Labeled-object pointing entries

┄┄┄┄┄┄┄┄┄┄┄┄┄┄┄┄┄┄┄┄

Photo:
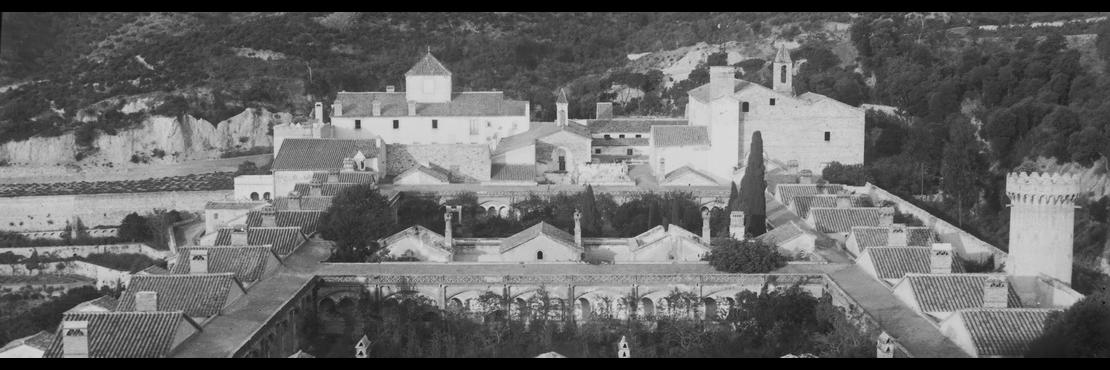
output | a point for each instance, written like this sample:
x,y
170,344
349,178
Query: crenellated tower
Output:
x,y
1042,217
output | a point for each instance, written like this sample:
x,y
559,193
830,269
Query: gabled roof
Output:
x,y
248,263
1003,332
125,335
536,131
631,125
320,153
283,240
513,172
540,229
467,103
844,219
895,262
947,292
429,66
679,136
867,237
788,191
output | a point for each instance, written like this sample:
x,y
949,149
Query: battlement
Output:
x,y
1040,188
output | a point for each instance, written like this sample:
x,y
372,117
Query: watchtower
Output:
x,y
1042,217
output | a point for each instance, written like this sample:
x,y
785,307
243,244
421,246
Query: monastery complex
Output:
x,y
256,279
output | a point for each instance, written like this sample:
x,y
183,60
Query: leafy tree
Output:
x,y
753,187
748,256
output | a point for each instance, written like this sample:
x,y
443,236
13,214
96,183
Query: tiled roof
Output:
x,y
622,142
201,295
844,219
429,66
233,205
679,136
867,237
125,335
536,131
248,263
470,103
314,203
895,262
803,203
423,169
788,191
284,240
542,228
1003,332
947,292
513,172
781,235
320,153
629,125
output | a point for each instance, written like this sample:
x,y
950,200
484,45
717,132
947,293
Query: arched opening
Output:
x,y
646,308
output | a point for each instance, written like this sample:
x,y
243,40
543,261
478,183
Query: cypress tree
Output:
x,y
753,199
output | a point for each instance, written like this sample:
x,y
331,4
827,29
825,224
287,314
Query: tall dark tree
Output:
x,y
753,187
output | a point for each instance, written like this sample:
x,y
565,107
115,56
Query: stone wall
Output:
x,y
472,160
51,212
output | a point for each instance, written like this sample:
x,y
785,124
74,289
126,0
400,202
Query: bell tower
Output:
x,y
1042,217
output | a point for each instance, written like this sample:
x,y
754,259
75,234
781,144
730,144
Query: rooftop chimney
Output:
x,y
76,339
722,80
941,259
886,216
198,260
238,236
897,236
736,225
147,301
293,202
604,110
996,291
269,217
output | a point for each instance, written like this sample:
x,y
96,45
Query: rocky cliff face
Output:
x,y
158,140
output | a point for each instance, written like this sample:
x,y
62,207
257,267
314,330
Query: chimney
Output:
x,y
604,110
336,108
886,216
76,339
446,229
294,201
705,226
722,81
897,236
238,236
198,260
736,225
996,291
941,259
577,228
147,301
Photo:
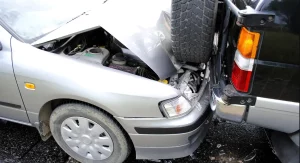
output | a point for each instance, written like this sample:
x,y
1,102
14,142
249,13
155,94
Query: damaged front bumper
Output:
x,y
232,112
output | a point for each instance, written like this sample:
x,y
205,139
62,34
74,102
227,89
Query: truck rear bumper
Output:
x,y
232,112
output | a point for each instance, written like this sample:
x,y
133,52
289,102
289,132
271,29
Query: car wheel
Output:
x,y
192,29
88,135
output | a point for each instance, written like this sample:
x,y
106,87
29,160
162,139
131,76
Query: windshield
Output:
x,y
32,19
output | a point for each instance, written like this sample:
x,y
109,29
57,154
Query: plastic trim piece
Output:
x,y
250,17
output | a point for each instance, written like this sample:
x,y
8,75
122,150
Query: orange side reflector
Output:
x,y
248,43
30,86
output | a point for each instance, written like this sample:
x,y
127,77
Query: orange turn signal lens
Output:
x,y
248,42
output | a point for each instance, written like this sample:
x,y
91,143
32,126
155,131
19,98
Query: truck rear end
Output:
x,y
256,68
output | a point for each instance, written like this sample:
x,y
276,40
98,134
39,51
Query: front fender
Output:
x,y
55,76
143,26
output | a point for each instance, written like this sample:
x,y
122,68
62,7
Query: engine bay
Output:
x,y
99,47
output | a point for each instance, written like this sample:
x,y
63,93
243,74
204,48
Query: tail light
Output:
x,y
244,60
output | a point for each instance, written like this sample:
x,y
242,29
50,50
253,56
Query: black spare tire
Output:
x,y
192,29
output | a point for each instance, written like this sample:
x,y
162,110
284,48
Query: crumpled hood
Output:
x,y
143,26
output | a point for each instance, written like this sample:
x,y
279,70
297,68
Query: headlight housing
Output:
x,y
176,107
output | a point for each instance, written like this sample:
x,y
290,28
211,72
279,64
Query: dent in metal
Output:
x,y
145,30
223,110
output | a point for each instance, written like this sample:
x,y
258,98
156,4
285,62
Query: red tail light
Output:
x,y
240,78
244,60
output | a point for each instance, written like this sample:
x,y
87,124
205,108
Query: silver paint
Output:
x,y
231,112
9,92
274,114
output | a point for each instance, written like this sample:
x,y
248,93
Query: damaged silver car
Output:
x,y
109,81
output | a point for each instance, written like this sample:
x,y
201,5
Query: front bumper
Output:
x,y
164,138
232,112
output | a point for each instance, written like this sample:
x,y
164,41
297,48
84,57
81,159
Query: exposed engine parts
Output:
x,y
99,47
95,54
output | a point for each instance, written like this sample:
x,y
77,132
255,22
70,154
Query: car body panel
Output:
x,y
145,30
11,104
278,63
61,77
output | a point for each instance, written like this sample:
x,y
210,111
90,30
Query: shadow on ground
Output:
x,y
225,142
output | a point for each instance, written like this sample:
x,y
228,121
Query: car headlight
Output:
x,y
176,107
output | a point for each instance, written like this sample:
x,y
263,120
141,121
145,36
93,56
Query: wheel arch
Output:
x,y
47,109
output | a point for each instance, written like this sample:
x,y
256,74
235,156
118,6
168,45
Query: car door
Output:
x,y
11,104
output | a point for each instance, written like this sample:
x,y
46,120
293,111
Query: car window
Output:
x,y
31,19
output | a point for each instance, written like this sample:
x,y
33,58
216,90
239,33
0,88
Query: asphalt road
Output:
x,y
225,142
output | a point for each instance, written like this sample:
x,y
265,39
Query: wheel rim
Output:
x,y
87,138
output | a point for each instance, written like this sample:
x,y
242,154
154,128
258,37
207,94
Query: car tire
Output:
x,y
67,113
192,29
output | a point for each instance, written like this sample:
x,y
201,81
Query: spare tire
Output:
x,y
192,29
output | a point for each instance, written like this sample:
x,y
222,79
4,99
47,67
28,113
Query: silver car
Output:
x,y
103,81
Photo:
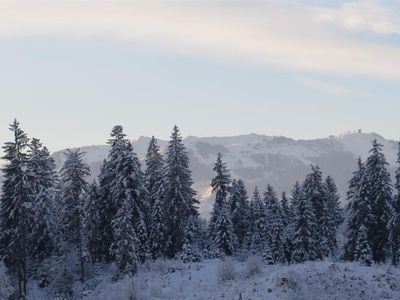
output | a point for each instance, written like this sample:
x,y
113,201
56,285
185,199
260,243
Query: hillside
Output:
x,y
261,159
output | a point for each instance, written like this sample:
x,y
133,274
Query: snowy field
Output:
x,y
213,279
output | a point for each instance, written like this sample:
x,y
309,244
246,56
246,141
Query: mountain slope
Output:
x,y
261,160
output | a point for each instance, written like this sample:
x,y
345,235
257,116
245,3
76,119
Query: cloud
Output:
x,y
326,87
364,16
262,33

┄┄┄┄┄┄┄┄┄┄┄┄┄┄┄┄┄┄┄┄

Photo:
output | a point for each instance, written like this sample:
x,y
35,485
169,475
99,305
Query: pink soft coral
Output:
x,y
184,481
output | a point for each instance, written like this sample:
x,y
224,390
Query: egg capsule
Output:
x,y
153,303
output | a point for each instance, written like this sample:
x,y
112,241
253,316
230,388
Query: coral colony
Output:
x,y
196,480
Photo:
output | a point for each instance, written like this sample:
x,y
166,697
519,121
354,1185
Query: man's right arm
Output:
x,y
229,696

┄┄┄┄┄┄┄┄┄┄┄┄┄┄┄┄┄┄┄┄

→ Exercise prompt
List every line of the items above that contains the string "headlight".

→ Solution for this task
Query: headlight housing
Query: car headlight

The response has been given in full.